• Problem:
The response must contain every line of the records that follow, duplicated exactly.

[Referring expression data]
§
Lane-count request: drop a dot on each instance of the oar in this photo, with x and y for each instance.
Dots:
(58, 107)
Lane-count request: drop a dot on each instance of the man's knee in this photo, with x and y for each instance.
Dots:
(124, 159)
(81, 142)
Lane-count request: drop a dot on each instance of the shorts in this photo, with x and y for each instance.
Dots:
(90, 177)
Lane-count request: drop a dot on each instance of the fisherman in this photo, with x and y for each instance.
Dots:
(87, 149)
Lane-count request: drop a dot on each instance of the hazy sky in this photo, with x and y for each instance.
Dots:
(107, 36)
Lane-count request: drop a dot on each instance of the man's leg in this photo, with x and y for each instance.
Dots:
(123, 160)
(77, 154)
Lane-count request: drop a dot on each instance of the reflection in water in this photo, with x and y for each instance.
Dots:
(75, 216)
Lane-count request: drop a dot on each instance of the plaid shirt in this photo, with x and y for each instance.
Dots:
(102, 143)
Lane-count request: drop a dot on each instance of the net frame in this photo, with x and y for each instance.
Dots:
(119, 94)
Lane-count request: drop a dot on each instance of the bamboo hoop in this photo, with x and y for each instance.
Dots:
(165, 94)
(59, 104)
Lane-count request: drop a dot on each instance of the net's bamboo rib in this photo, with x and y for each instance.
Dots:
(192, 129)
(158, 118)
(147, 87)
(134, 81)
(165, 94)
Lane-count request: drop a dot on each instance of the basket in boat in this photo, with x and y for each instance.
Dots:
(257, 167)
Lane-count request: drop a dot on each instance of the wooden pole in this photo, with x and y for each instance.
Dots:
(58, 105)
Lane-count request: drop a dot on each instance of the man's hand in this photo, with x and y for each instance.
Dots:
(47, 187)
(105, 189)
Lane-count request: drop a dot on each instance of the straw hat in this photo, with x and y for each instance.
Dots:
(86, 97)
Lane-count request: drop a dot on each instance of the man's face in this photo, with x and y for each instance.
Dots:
§
• Response:
Lane-count request: drop a dot on each instance of the oar in this photo, with x and y for each instance.
Dots:
(58, 107)
Lane-count request: drop a dot on each instance of the man's knee in this photo, with x and y for each instance.
Dots:
(124, 159)
(81, 142)
Lane-count request: drop a dot on each instance of the shorts in this photo, with x and y for each instance.
Dots:
(90, 177)
Lane-count request: drop a dot on each instance of the fisherman in this photo, with x and y for each instance.
Dots:
(87, 149)
Lane-count request: drop a dot on each instance of the hazy sky in this photo, with x and y for each instance.
Dots:
(107, 36)
Lane-count request: drop a dot on each instance of the man's leg in this photo, with x and y for each instance.
Dots:
(123, 160)
(77, 154)
Lane-count request: drop a dot on each instance of the reflection in water in this photo, with x and y for each instance.
Dots:
(75, 216)
Lane-count request: drop a dot on each instance of the plaid shirt in this photo, with x and y for each instance.
Dots:
(102, 143)
Lane-count request: drop a dot on each instance of the net frame in this photo, with x and y for each instance.
Dots:
(119, 94)
Lane-count request: drop a dot on each instance of the bamboo hoop in this photo, with x and y for each instance.
Dots:
(165, 94)
(59, 104)
Lane-count request: drop a dot on each instance of the net's bamboo rib in this photo, with x and y for each instance.
Dots:
(192, 129)
(158, 118)
(147, 87)
(134, 81)
(165, 94)
Lane-count request: drop a dot on each instance of the basket in boat in this photo, with x and y for each instance.
Dots:
(257, 167)
Lane-count request: drop a dot on each instance of the wooden pole in this photo, with x and y for each instance.
Dots:
(58, 105)
Lane-count request: drop a dot on each instance of the man's hand in this photo, with x and y for each instance.
Dots:
(47, 187)
(105, 189)
Lane-count request: drop a dot on each instance of the straw hat in this photo, with x and y for each instance.
Dots:
(86, 97)
Lane-count request: drop a dot on each instance of the man's face in this photo, with x and y for each instance.
Dots:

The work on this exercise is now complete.